# HOW TO COMPLETE THIS TASK:
Reproduce everything from "An MRI taken" down to "ever-changing medical calendar." in the blog passage below, word for word.

PASSAGE SHOWN Start Marker

The Struggle Has Ended

Greg Hewlett passed away on January 17th after nearly eight years of battling colon cancer. While we grieve his loss, we are comforted to know that he is with his Lord.

If you would like to leave your thoughts on Greg, please see this thread.

If you would like to make a charitable donation in Greg's honor, please see this thread.

Thursday, July 29, 2004

C-Leg Folklore

My leg makes its way into the American political fray...

D o o n e s b u r y. T h u, J u l 2 9, 2 0 0 4

Tuesday, July 27, 2004

Procedure today for Christine

Christine_bw.jpg While my health improves the further I get from chemo, Christine's condition continues just as it has this past year of cancer. And just as it has since long before. She is affected by migraine headaches several times per week and almost daily suffers from other body pain. Last week, a migraine as bad as she ever has had sent us to the E.R. so she could get an intravenous treatment called in by her neurologist. It knocked her out for 24 hours and got the pain back to a manageable level.

An MRI taken several months ago revealed a bulge in between two vertebrae in her neck. Her doctor thinks this may be a trigger for her many headaches. This afternoon, she will be having an epidural steroid injection into the spot under the guidance of a CT scan. There are no guarantees it will do anything, and if it does the relief is not permanent. Nevertheless we are hoping this will help. The improvement takes around ten days to kick in. She has had to keep canceling this procedure due to accommodate my ever-changing medical calendar.

Chronic pain such as Christine's is an odd thing. It does not have the urgency of deadly disease such as cancer. But often in the past year I have thought that it is in many ways worse than cancer. To be sure, cancer can kill. But it usually lasts a relatively short time before it is gone - one way or another. And it makes you into a hero. Chronic pain, on the other hand, just lingers quietly and mercilessly for years, trying to break the will required for daily living while the active world around you seems to just leave you behind. (Christine jokes that she was going to title her autobiography "Left Behind" until someone stole the title).

PASSAGE SHOWN End Marker
RECORDS Start Marker

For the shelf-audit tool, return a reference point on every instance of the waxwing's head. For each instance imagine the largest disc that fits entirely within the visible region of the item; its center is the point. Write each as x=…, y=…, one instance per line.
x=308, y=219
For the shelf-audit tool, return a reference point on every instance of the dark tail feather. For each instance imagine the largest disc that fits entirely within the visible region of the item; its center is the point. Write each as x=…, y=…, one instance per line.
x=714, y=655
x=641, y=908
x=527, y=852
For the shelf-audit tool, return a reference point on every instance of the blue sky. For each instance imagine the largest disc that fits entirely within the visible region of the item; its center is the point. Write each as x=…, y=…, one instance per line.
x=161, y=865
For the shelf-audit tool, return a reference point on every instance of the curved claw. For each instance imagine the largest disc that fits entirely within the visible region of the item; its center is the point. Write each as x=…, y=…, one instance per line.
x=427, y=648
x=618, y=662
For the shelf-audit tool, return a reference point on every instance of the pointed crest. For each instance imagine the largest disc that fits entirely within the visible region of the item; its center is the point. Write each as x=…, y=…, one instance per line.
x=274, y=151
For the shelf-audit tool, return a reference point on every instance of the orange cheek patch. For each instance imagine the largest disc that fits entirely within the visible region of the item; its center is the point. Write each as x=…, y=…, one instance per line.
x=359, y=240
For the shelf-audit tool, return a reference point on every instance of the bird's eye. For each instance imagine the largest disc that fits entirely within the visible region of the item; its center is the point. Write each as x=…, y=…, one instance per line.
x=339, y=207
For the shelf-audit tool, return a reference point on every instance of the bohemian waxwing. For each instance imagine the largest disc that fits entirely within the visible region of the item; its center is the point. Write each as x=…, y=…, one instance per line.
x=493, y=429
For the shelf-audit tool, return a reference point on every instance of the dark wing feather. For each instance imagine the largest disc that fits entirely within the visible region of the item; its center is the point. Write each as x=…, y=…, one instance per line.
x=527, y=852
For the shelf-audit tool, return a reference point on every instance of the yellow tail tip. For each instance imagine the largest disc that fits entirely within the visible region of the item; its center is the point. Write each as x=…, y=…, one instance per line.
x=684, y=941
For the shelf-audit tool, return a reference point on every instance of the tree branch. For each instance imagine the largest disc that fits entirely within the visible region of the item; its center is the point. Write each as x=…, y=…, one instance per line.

RECORDS End Marker

# RESULT OF THIS TASK:
An MRI taken several months ago revealed a bulge in between two vertebrae in her neck. Her doctor thinks this may be a trigger for her many headaches. This afternoon, she will be having an epidural steroid injection into the spot under the guidance of a CT scan. There are no guarantees it will do anything, and if it does the relief is not permanent. Nevertheless we are hoping this will help. The improvement takes around ten days to kick in. She has had to keep canceling this procedure due to accommodate my ever-changing medical calendar.